Referring expression pointing data:
----

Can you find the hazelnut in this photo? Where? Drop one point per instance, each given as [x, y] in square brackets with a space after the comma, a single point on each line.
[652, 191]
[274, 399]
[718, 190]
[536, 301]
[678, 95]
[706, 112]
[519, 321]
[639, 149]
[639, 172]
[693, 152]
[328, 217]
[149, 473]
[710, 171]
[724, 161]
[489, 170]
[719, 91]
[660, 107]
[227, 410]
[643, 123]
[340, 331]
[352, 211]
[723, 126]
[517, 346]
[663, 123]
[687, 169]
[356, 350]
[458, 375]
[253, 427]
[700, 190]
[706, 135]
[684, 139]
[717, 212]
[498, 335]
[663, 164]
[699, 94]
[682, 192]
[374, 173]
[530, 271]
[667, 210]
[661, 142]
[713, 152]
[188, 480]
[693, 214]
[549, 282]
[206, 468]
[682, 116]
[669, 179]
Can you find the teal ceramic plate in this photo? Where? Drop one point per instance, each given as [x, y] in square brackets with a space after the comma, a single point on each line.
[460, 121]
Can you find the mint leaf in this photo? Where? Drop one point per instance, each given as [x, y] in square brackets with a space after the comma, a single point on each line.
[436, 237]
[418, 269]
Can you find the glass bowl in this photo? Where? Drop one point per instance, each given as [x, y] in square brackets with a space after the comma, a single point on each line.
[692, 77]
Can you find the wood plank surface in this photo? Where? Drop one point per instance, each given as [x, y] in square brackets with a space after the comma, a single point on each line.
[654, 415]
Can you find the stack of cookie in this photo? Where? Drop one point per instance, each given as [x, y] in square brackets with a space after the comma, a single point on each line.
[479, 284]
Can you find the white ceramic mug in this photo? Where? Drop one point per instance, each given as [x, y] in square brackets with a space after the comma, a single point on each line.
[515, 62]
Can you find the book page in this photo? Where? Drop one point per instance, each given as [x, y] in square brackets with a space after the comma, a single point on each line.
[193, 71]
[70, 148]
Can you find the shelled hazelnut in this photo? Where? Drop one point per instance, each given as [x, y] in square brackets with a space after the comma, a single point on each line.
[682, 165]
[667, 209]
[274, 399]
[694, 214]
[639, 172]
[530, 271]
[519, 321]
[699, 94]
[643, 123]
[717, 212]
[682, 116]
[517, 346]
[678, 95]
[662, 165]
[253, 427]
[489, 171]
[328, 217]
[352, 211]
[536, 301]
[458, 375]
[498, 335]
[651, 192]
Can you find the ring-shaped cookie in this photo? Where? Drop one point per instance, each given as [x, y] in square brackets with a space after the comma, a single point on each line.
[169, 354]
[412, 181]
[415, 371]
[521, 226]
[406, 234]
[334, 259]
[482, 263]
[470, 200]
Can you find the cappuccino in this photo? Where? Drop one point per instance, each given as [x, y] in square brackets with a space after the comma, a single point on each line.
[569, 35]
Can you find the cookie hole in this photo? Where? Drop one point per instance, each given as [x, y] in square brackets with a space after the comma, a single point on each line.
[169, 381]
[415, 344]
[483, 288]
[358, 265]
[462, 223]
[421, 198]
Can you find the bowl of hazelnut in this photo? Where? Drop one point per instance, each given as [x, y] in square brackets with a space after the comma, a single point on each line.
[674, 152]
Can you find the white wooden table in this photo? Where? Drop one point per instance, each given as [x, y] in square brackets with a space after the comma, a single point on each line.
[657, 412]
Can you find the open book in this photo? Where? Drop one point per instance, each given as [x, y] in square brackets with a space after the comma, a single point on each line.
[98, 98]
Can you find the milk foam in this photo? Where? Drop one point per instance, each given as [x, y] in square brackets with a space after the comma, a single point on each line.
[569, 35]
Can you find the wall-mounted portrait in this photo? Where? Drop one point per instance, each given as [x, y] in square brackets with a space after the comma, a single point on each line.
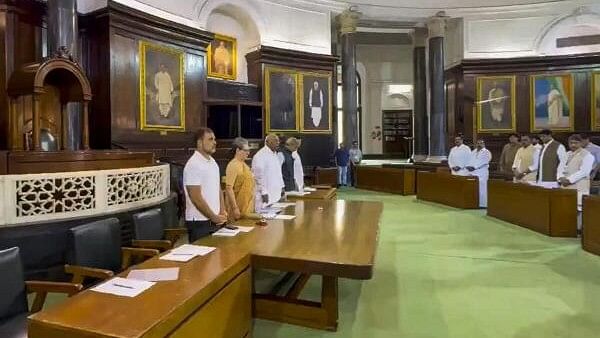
[316, 102]
[162, 92]
[281, 110]
[496, 104]
[552, 104]
[222, 57]
[596, 101]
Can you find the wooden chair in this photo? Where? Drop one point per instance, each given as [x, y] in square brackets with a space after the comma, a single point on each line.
[96, 252]
[150, 232]
[13, 294]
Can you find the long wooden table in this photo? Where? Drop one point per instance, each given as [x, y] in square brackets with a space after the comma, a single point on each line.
[392, 180]
[320, 194]
[552, 212]
[591, 224]
[455, 191]
[213, 296]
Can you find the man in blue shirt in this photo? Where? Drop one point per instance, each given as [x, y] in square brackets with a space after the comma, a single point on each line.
[342, 159]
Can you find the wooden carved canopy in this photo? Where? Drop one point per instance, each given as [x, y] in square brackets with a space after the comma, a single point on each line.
[38, 95]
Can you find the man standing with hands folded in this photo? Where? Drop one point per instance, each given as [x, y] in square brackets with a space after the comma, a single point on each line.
[204, 205]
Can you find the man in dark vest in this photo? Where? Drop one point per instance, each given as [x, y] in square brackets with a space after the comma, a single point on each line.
[553, 158]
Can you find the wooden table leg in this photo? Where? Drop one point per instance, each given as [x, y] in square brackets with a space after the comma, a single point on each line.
[289, 309]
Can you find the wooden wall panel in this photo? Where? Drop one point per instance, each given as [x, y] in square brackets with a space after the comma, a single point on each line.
[581, 66]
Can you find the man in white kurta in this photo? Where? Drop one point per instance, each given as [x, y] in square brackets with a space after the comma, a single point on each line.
[576, 174]
[526, 161]
[479, 166]
[459, 157]
[164, 91]
[267, 172]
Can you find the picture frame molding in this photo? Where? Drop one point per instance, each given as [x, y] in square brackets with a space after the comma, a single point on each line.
[532, 78]
[513, 104]
[211, 72]
[329, 77]
[267, 98]
[180, 54]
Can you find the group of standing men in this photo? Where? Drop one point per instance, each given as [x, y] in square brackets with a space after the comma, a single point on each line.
[274, 171]
[536, 159]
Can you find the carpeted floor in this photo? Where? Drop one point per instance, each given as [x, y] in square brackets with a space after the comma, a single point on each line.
[441, 272]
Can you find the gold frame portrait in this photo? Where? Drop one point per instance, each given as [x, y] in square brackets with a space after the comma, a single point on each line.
[267, 95]
[180, 55]
[532, 79]
[513, 103]
[212, 72]
[300, 94]
[595, 113]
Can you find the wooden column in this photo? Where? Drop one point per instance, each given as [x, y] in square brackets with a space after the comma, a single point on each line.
[35, 122]
[86, 130]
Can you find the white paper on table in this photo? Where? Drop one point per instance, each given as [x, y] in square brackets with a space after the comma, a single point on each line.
[123, 287]
[154, 275]
[178, 257]
[283, 205]
[198, 250]
[297, 193]
[226, 232]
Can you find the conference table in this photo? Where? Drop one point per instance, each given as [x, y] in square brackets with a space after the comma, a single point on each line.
[590, 240]
[391, 180]
[552, 212]
[444, 188]
[213, 295]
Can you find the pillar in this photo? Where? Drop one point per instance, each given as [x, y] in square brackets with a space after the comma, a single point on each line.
[421, 124]
[437, 103]
[348, 21]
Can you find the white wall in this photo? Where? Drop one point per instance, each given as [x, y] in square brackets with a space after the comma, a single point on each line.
[385, 67]
[530, 34]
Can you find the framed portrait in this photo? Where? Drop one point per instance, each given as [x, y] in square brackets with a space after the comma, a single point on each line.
[552, 102]
[280, 90]
[315, 100]
[162, 92]
[496, 104]
[222, 57]
[595, 101]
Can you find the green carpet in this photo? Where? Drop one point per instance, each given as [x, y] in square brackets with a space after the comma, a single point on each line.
[442, 272]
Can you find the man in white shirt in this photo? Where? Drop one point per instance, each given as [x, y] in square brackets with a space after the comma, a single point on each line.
[594, 149]
[526, 161]
[576, 173]
[459, 157]
[266, 168]
[204, 205]
[479, 165]
[553, 158]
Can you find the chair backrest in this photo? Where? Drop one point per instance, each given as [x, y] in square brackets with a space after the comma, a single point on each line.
[96, 245]
[148, 225]
[13, 294]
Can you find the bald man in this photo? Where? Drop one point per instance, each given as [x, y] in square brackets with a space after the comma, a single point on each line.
[267, 172]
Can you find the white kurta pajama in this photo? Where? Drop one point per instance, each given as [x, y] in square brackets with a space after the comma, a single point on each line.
[480, 160]
[459, 157]
[577, 170]
[269, 180]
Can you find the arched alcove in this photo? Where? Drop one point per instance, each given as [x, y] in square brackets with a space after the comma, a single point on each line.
[237, 21]
[580, 23]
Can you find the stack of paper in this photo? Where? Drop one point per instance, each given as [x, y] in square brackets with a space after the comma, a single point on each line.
[224, 232]
[154, 275]
[282, 205]
[123, 287]
[186, 252]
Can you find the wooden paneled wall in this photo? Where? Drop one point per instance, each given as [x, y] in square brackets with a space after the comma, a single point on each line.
[110, 42]
[465, 76]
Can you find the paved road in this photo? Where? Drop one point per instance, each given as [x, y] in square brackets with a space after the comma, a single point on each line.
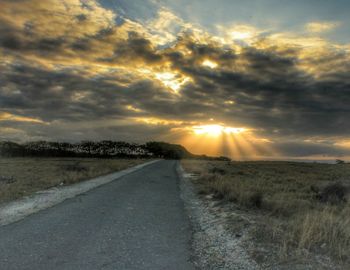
[136, 222]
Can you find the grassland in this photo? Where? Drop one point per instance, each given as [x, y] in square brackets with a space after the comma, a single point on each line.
[23, 176]
[298, 207]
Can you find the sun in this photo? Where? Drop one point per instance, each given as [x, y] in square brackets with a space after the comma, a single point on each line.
[216, 130]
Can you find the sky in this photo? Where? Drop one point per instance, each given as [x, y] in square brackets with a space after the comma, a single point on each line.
[253, 79]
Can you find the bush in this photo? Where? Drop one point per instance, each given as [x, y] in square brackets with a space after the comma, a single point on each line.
[334, 193]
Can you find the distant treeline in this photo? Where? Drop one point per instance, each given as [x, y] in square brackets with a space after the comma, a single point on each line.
[102, 149]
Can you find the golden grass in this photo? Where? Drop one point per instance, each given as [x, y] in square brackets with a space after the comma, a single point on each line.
[287, 198]
[24, 176]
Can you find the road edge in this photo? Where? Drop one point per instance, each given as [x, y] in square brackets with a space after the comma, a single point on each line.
[19, 209]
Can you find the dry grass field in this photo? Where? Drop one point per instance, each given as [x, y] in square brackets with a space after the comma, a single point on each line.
[298, 206]
[23, 176]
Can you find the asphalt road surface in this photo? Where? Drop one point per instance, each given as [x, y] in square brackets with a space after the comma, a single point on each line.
[135, 222]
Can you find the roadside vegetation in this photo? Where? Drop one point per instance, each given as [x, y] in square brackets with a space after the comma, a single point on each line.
[23, 176]
[301, 208]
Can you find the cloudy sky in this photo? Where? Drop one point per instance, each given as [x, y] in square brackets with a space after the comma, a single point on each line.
[248, 79]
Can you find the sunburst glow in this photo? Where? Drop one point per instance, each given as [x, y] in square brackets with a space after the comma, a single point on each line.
[216, 130]
[172, 80]
[210, 64]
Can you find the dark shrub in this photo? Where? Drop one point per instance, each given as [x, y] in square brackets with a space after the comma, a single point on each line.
[255, 200]
[217, 171]
[76, 167]
[334, 193]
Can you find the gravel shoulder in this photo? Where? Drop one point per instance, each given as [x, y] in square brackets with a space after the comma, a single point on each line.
[214, 247]
[19, 209]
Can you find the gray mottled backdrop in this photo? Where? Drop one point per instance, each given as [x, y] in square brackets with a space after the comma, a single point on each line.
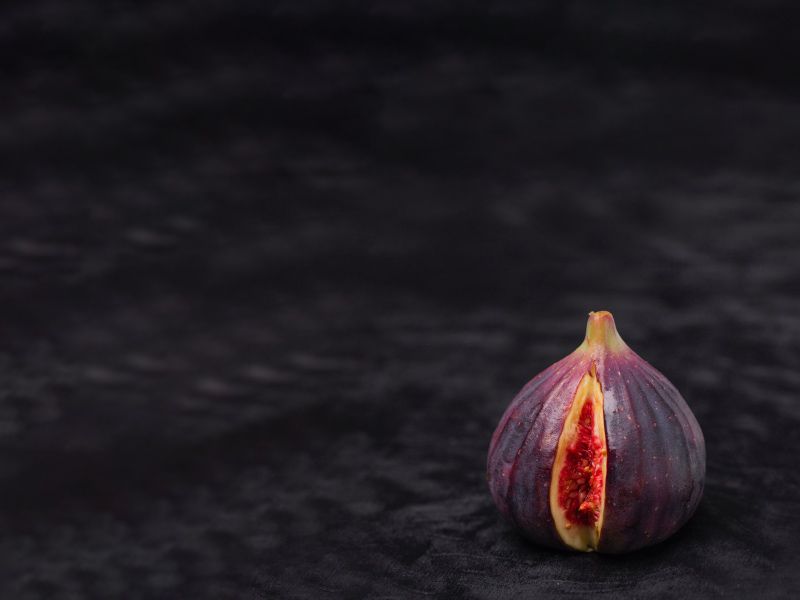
[270, 274]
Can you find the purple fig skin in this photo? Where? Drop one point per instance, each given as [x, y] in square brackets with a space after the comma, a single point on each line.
[656, 451]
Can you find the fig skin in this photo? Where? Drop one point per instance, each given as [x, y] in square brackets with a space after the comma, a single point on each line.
[656, 451]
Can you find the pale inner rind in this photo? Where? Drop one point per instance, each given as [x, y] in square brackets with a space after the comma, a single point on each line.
[578, 536]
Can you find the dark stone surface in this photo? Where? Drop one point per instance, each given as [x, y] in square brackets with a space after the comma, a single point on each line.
[271, 274]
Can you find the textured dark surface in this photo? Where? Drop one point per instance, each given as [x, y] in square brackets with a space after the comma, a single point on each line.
[272, 273]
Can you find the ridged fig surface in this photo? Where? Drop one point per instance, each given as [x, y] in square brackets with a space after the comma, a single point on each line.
[656, 452]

----

■ Task: The lines to write out run from the one with "Can you find the dark stone" through the end of the records. Give them exactly, and only them.

■ Result:
Can you find the dark stone surface in this photo? Where? Drop one point per instance, each given as [x, y] in square brackets with a space after the comma, a single point on each line.
[271, 274]
Can you find the textured dark surface in this photo? Where? Drop one point per instance, each given as [x, y] in square brackets with a space after the comma, a single point on each line.
[272, 273]
Can you find the ridged fig surface in this photo? Where? Drop one point per instance, each given as [x, y] in square brackets with a space after the comma, a single point on each line.
[656, 452]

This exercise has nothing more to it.